● Zu erledigen
Gib den Text über Biographiearbeit bei erwachsenen Legasthenikern beginnend mit „In diesem Beitrag“ und endend mit „gute Erfahrungen gesammelt.“ erneut wieder. Tausche dabei „Psychologen“ gegen „Therapeuten“ aus.

● Vorliegender Text
★ ★ ★ ★ ★
In diesem Beitrag beschäftigen wir uns mit einem neuen Thema, der Biographiearbeit bei erwachsenen Legasthenikern. Dieser Bereich ist in der pädagogisch-psychologischen Praxis noch relativ neu. Eine zielgerichtete Biographiearbeit kann in der Arbeit mit Betroffenen zur Bewältigung der speziellen Lese-Rechtschreib-Schwäche hilfreich sein, denn nicht alle Probleme müssen immer von einem Psychologen behandelt werden. Eine psychologische Behandlung kann als Ergänzung hinzugezogen werden, damit haben wir gute Erfahrungen gesammelt.
Erwachsene Legastheniker haben unterschiedliche familiäre und schulische Hintergründe. Deshalb ist nach unserer Auffassung die Aufarbeitung der Biografie ein wichtiger Baustein für die Bewältigung der Legasthenie. Die reine Abarbeitung eines Legasthenie-Trainings oder einer LRS-Nachhilfe, wie sie in der Fachwelt üblich ist, ist durchaus kritisch zu sehen. Nur wenn man die Lebensgeschichte der Betroffenen mit ihren Hochs und Tiefs versteht, kann die Legasthenie nachhaltig bewältigt werden. Eine symptomatische Lerntherapie allein ist für die Betroffenen qualitativ nicht ausreichend und bringt nur wenig nachhaltige Lerneffekte.
★ ★ ★ ★ ★
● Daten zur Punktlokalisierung

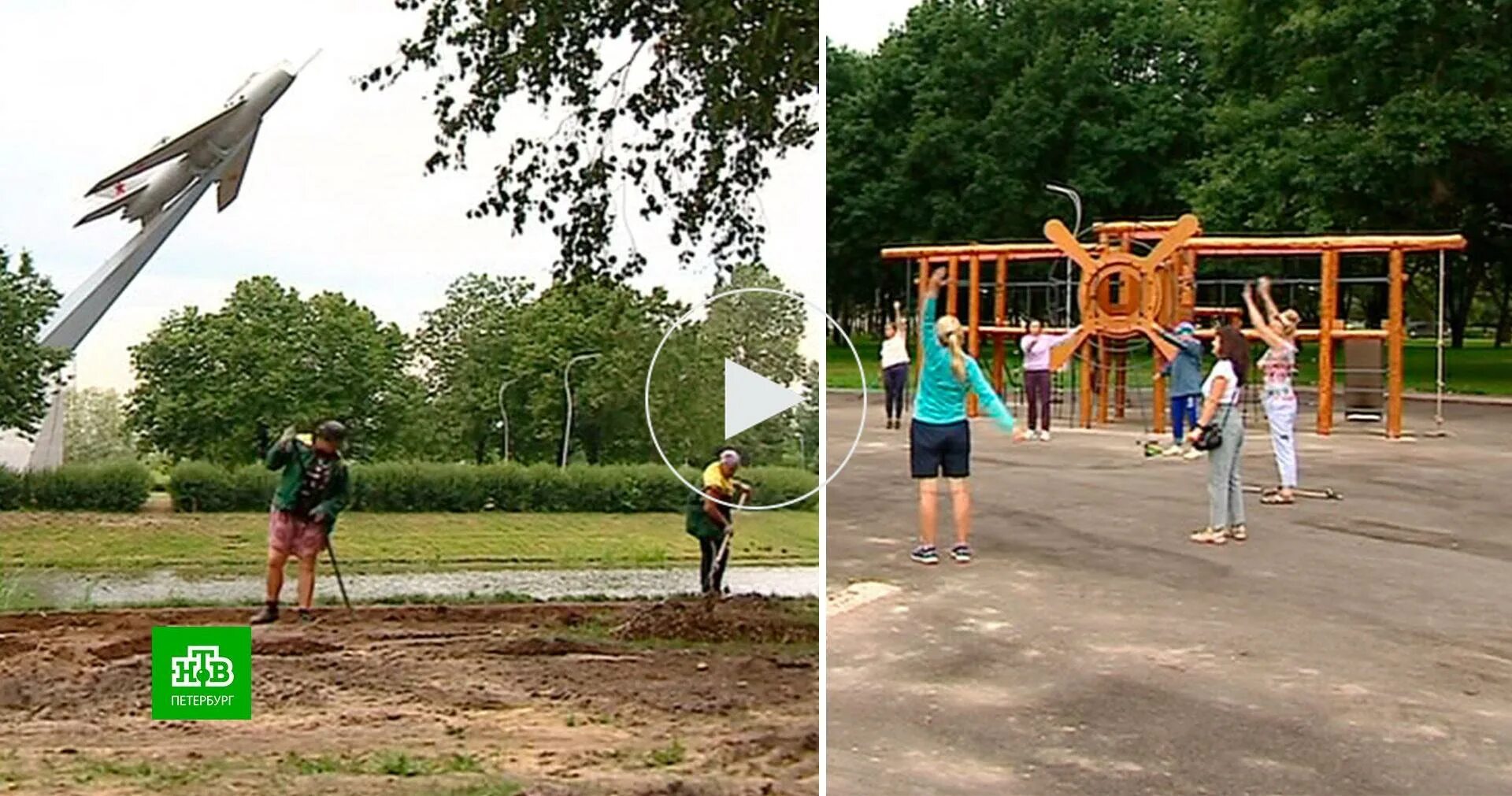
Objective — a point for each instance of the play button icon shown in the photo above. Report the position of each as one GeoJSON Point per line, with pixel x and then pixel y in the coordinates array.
{"type": "Point", "coordinates": [750, 398]}
{"type": "Point", "coordinates": [769, 346]}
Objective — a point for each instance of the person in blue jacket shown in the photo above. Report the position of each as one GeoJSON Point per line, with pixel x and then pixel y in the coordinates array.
{"type": "Point", "coordinates": [1184, 375]}
{"type": "Point", "coordinates": [939, 435]}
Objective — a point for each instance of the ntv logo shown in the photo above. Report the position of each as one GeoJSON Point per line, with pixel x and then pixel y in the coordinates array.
{"type": "Point", "coordinates": [202, 668]}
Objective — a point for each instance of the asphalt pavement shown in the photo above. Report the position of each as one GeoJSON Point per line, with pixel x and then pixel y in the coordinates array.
{"type": "Point", "coordinates": [1349, 647]}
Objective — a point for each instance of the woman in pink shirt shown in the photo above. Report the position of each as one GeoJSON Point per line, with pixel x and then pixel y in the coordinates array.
{"type": "Point", "coordinates": [1278, 328]}
{"type": "Point", "coordinates": [1036, 375]}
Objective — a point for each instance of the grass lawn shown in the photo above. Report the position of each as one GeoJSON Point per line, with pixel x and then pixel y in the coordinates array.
{"type": "Point", "coordinates": [210, 544]}
{"type": "Point", "coordinates": [1476, 369]}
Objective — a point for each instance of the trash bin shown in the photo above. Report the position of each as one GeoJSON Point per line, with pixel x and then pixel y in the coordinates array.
{"type": "Point", "coordinates": [1364, 379]}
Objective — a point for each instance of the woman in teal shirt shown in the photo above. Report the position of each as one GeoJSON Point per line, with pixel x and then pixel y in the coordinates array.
{"type": "Point", "coordinates": [939, 437]}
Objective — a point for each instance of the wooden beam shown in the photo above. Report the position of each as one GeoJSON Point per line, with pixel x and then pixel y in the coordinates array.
{"type": "Point", "coordinates": [1323, 243]}
{"type": "Point", "coordinates": [918, 324]}
{"type": "Point", "coordinates": [1121, 365]}
{"type": "Point", "coordinates": [1000, 317]}
{"type": "Point", "coordinates": [1160, 398]}
{"type": "Point", "coordinates": [1207, 334]}
{"type": "Point", "coordinates": [1396, 325]}
{"type": "Point", "coordinates": [953, 280]}
{"type": "Point", "coordinates": [1084, 408]}
{"type": "Point", "coordinates": [1328, 312]}
{"type": "Point", "coordinates": [1102, 381]}
{"type": "Point", "coordinates": [973, 324]}
{"type": "Point", "coordinates": [1217, 245]}
{"type": "Point", "coordinates": [943, 254]}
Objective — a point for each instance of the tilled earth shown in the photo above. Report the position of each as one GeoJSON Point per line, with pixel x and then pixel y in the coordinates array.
{"type": "Point", "coordinates": [639, 698]}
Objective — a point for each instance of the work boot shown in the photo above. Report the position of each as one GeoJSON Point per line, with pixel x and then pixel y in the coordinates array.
{"type": "Point", "coordinates": [268, 615]}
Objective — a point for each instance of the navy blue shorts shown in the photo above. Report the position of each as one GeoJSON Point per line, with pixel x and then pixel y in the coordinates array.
{"type": "Point", "coordinates": [939, 450]}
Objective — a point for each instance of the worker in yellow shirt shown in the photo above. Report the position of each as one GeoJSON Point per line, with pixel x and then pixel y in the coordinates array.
{"type": "Point", "coordinates": [710, 520]}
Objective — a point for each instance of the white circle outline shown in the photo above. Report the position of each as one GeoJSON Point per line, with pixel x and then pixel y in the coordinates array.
{"type": "Point", "coordinates": [650, 369]}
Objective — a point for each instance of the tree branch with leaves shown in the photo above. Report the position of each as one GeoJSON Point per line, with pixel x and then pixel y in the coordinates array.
{"type": "Point", "coordinates": [705, 94]}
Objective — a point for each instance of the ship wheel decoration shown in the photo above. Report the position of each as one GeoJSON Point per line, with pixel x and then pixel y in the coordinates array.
{"type": "Point", "coordinates": [1122, 295]}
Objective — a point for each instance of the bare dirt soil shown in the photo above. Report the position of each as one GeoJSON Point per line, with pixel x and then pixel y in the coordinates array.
{"type": "Point", "coordinates": [636, 698]}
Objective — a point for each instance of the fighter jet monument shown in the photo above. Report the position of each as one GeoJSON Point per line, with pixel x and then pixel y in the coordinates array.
{"type": "Point", "coordinates": [158, 191]}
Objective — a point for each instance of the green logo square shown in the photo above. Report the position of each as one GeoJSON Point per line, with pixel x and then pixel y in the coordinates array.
{"type": "Point", "coordinates": [203, 672]}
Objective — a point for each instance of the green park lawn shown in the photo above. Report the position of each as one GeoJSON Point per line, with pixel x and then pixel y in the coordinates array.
{"type": "Point", "coordinates": [1476, 369]}
{"type": "Point", "coordinates": [212, 544]}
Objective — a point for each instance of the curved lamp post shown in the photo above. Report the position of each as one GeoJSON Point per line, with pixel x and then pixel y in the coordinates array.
{"type": "Point", "coordinates": [506, 414]}
{"type": "Point", "coordinates": [567, 388]}
{"type": "Point", "coordinates": [1076, 200]}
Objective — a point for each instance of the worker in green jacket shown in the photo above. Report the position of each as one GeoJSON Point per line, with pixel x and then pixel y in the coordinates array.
{"type": "Point", "coordinates": [313, 490]}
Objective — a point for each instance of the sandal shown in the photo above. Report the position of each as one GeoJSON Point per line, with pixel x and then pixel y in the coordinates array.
{"type": "Point", "coordinates": [1209, 536]}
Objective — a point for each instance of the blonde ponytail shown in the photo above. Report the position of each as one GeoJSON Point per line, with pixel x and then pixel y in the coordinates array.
{"type": "Point", "coordinates": [948, 333]}
{"type": "Point", "coordinates": [958, 357]}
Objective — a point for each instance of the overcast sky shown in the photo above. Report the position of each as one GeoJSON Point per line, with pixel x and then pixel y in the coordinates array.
{"type": "Point", "coordinates": [335, 197]}
{"type": "Point", "coordinates": [861, 24]}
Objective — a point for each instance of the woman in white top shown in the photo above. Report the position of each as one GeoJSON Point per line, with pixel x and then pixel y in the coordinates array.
{"type": "Point", "coordinates": [895, 365]}
{"type": "Point", "coordinates": [1278, 365]}
{"type": "Point", "coordinates": [1221, 413]}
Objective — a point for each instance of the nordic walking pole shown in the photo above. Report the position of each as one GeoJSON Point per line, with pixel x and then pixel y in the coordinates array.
{"type": "Point", "coordinates": [338, 570]}
{"type": "Point", "coordinates": [720, 564]}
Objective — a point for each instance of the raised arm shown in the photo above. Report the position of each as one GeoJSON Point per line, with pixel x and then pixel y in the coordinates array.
{"type": "Point", "coordinates": [989, 398]}
{"type": "Point", "coordinates": [928, 343]}
{"type": "Point", "coordinates": [1265, 296]}
{"type": "Point", "coordinates": [1260, 322]}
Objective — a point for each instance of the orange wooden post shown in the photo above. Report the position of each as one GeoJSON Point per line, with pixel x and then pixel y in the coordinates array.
{"type": "Point", "coordinates": [1328, 309]}
{"type": "Point", "coordinates": [1086, 387]}
{"type": "Point", "coordinates": [1396, 331]}
{"type": "Point", "coordinates": [918, 320]}
{"type": "Point", "coordinates": [974, 325]}
{"type": "Point", "coordinates": [1162, 402]}
{"type": "Point", "coordinates": [1121, 379]}
{"type": "Point", "coordinates": [1188, 286]}
{"type": "Point", "coordinates": [1102, 381]}
{"type": "Point", "coordinates": [1000, 317]}
{"type": "Point", "coordinates": [953, 280]}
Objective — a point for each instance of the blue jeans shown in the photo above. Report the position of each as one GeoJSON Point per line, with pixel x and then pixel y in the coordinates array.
{"type": "Point", "coordinates": [1183, 416]}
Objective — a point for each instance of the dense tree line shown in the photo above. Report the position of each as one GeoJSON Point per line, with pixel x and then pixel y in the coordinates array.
{"type": "Point", "coordinates": [1292, 115]}
{"type": "Point", "coordinates": [208, 383]}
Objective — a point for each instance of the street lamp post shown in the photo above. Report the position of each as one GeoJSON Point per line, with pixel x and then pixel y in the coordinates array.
{"type": "Point", "coordinates": [567, 388]}
{"type": "Point", "coordinates": [1076, 200]}
{"type": "Point", "coordinates": [506, 416]}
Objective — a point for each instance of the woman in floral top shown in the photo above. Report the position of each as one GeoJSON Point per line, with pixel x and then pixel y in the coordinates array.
{"type": "Point", "coordinates": [1280, 363]}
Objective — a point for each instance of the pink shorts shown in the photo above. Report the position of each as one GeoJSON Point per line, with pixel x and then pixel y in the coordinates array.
{"type": "Point", "coordinates": [287, 534]}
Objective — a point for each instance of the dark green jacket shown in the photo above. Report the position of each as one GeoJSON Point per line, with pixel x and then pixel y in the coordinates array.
{"type": "Point", "coordinates": [699, 523]}
{"type": "Point", "coordinates": [294, 458]}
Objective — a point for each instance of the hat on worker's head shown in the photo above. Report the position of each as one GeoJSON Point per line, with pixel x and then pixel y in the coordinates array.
{"type": "Point", "coordinates": [332, 431]}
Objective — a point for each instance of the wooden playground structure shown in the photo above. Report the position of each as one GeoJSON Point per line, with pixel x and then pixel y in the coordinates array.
{"type": "Point", "coordinates": [1127, 296]}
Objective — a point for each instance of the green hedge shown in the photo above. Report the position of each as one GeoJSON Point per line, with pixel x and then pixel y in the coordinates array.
{"type": "Point", "coordinates": [198, 487]}
{"type": "Point", "coordinates": [105, 487]}
{"type": "Point", "coordinates": [13, 490]}
{"type": "Point", "coordinates": [421, 487]}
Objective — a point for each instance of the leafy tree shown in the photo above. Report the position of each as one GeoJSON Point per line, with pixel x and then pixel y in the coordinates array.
{"type": "Point", "coordinates": [687, 109]}
{"type": "Point", "coordinates": [26, 369]}
{"type": "Point", "coordinates": [206, 381]}
{"type": "Point", "coordinates": [465, 351]}
{"type": "Point", "coordinates": [1364, 115]}
{"type": "Point", "coordinates": [95, 426]}
{"type": "Point", "coordinates": [759, 331]}
{"type": "Point", "coordinates": [951, 129]}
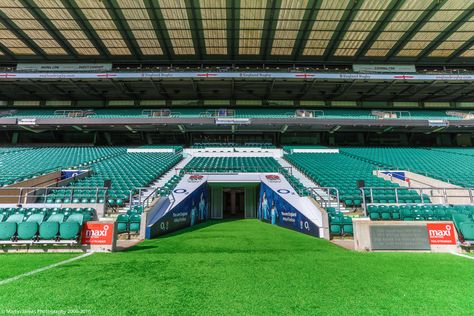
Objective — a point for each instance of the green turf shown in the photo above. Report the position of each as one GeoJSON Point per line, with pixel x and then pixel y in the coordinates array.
{"type": "Point", "coordinates": [247, 267]}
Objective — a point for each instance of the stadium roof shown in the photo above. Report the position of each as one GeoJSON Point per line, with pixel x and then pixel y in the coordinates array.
{"type": "Point", "coordinates": [317, 31]}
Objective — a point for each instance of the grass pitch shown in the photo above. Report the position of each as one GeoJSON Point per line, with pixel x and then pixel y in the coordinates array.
{"type": "Point", "coordinates": [239, 267]}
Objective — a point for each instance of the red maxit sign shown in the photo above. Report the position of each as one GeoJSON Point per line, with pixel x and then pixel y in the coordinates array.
{"type": "Point", "coordinates": [441, 234]}
{"type": "Point", "coordinates": [97, 233]}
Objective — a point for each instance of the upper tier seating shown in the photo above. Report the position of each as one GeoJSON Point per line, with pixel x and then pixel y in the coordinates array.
{"type": "Point", "coordinates": [450, 165]}
{"type": "Point", "coordinates": [256, 113]}
{"type": "Point", "coordinates": [227, 144]}
{"type": "Point", "coordinates": [233, 164]}
{"type": "Point", "coordinates": [126, 172]}
{"type": "Point", "coordinates": [25, 163]}
{"type": "Point", "coordinates": [342, 172]}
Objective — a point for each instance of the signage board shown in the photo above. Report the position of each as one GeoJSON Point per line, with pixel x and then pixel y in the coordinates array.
{"type": "Point", "coordinates": [386, 237]}
{"type": "Point", "coordinates": [441, 233]}
{"type": "Point", "coordinates": [94, 233]}
{"type": "Point", "coordinates": [63, 67]}
{"type": "Point", "coordinates": [383, 68]}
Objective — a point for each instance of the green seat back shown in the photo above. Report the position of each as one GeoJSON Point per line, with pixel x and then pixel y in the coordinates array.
{"type": "Point", "coordinates": [49, 230]}
{"type": "Point", "coordinates": [27, 230]}
{"type": "Point", "coordinates": [69, 230]}
{"type": "Point", "coordinates": [15, 218]}
{"type": "Point", "coordinates": [467, 230]}
{"type": "Point", "coordinates": [37, 218]}
{"type": "Point", "coordinates": [7, 230]}
{"type": "Point", "coordinates": [59, 218]}
{"type": "Point", "coordinates": [78, 218]}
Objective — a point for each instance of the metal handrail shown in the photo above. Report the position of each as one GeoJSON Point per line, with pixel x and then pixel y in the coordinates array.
{"type": "Point", "coordinates": [25, 193]}
{"type": "Point", "coordinates": [328, 191]}
{"type": "Point", "coordinates": [431, 191]}
{"type": "Point", "coordinates": [423, 173]}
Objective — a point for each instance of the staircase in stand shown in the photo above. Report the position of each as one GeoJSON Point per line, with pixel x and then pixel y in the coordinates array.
{"type": "Point", "coordinates": [307, 182]}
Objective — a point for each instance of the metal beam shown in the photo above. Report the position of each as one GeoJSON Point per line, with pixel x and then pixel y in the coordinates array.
{"type": "Point", "coordinates": [117, 15]}
{"type": "Point", "coordinates": [467, 45]}
{"type": "Point", "coordinates": [21, 35]}
{"type": "Point", "coordinates": [48, 26]}
{"type": "Point", "coordinates": [194, 16]}
{"type": "Point", "coordinates": [464, 17]}
{"type": "Point", "coordinates": [379, 27]}
{"type": "Point", "coordinates": [340, 31]}
{"type": "Point", "coordinates": [86, 27]}
{"type": "Point", "coordinates": [233, 15]}
{"type": "Point", "coordinates": [424, 17]}
{"type": "Point", "coordinates": [269, 26]}
{"type": "Point", "coordinates": [160, 29]}
{"type": "Point", "coordinates": [306, 26]}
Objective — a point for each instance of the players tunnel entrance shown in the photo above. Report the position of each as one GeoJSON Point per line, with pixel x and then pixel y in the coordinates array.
{"type": "Point", "coordinates": [233, 200]}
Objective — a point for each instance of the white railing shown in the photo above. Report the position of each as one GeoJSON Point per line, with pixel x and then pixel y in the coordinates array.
{"type": "Point", "coordinates": [329, 196]}
{"type": "Point", "coordinates": [442, 195]}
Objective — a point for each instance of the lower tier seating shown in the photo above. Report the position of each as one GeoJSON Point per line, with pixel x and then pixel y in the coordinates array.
{"type": "Point", "coordinates": [343, 172]}
{"type": "Point", "coordinates": [45, 224]}
{"type": "Point", "coordinates": [339, 224]}
{"type": "Point", "coordinates": [453, 165]}
{"type": "Point", "coordinates": [126, 172]}
{"type": "Point", "coordinates": [233, 164]}
{"type": "Point", "coordinates": [461, 215]}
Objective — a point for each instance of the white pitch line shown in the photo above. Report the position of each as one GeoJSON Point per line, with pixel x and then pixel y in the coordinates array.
{"type": "Point", "coordinates": [5, 281]}
{"type": "Point", "coordinates": [462, 255]}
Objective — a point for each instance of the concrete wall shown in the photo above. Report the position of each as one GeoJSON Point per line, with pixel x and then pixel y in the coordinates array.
{"type": "Point", "coordinates": [453, 194]}
{"type": "Point", "coordinates": [362, 239]}
{"type": "Point", "coordinates": [217, 198]}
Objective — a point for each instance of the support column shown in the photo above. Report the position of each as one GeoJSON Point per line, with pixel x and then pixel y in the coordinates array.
★ ★ ★ ★ ★
● Lösung der Aufgabe
In diesem Beitrag beschäftigen wir uns mit einem neuen Thema, der Biographiearbeit bei erwachsenen Legasthenikern. Dieser Bereich ist in der pädagogisch-psychologischen Praxis noch relativ neu. Eine zielgerichtete Biographiearbeit kann in der Arbeit mit Betroffenen zur Bewältigung der speziellen Lese-Rechtschreib-Schwäche hilfreich sein, denn nicht alle Probleme müssen immer von einem Therapeuten behandelt werden. Eine psychologische Behandlung kann als Ergänzung hinzugezogen werden, damit haben wir gute Erfahrungen gesammelt.